Rewrite every line of the records below, including the requests, and multiply each point coordinate in the answers by 1.4, rounding to the nearest whole number with halves rounded up. Leave out the pictures.

***

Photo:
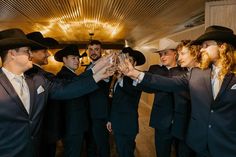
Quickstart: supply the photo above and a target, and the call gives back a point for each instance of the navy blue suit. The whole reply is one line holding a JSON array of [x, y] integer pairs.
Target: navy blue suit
[[124, 117], [51, 125], [20, 130], [98, 135], [75, 118], [212, 128], [169, 115]]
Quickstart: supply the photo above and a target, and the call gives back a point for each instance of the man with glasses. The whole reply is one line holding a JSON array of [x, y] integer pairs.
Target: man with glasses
[[21, 113]]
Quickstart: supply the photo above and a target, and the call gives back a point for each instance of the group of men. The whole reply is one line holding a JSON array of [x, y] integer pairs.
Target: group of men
[[210, 86], [193, 107]]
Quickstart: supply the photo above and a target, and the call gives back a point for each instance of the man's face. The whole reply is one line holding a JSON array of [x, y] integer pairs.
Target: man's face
[[22, 58], [210, 49], [94, 52], [71, 61], [40, 57], [168, 58], [185, 58]]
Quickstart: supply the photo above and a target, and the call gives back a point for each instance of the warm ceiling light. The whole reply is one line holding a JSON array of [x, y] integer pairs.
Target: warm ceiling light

***

### The response
Photo:
Quickstart: supply the photo above and a target, and the call gives back a point for each instance of the navy blue suit. The whole reply is one line holding a JSON array of [x, y] integer pairs.
Target: navy blue suit
[[174, 164], [71, 175], [28, 182], [137, 189], [105, 165], [297, 179], [237, 161]]
Quickstart: supply the photo above and a target, and the call gives back a point for each instance of the man with glasses. The whole reply is one line holding a JSON array of [x, y] integer pairs.
Target: man with glasses
[[29, 158]]
Quickstart: supply the photo above and a target, and the call gives back a point for each instance of the group of men. The whole reply is one line holding a JSON array of [x, y] integer pairs.
Target: group of men
[[294, 120], [270, 150]]
Quickstart: supply the photo above and a target, and the call gives back a point for each instance of the man's face. The whole reply is one line holding a JSON array of [x, y] integer pairs.
Target: man's face
[[31, 81], [294, 69], [132, 73], [99, 85], [56, 80], [235, 81], [259, 81]]
Quickstart: supply the photo above and a target, and the call gives back a point for each instance of the warm ceiling light. The whole reply is one line holding a JSON array of [x, y] integer pairs.
Target: warm ceiling light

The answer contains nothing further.